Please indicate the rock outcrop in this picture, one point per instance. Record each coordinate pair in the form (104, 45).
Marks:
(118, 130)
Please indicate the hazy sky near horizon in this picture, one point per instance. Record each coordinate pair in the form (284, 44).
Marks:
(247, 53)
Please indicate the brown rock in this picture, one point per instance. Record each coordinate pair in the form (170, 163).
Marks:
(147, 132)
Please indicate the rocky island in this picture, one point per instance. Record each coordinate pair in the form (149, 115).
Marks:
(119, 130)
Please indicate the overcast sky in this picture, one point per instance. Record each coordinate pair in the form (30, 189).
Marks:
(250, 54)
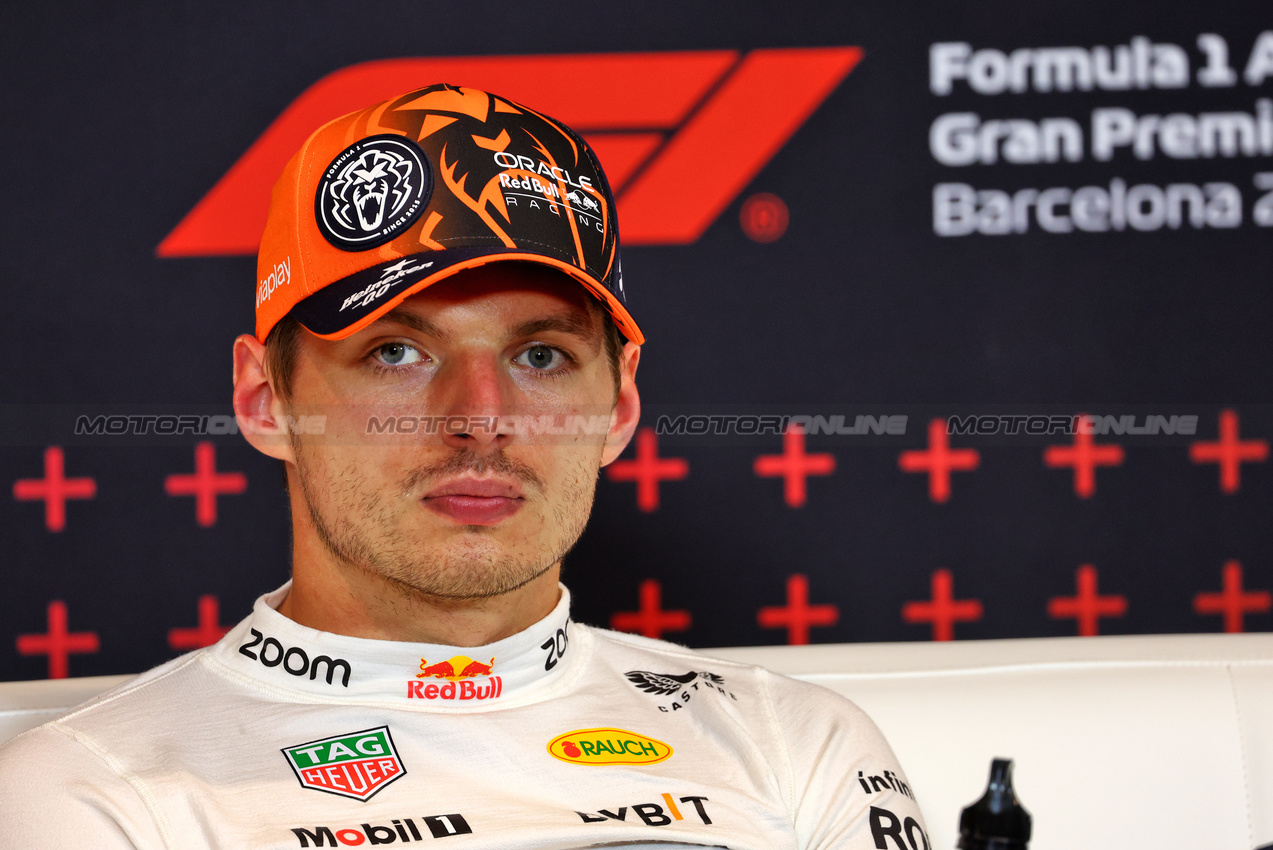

□ □ □ □ □ □ □

> _What the task requires_: Could you write out all the records again, substituting "one point for each instance" for each "one point per instance" and changing nothing else? Leave the pictures out.

> _Result for this exercise_:
Please indicate the rock outcrop in this picture, one point for each instance. Record each coordinate pair in the form (104, 45).
Marks:
(118, 130)
Please indicate the hazy sky near horizon in this picture, one point for each instance. Record each coordinate pair in the form (284, 44).
Marks:
(247, 53)
Please indicate the brown rock in this picture, one point for each instance. Record each coordinate pair in the form (170, 163).
Marks:
(147, 132)
Please indicate the rocky island in this picture, one point for each instance. Record each coordinate pair in the form (149, 115).
Marks:
(119, 130)
Please indicate the overcast sky in this picture, one point for each instance. Record each coordinate pair in the form (30, 189).
Marks:
(250, 54)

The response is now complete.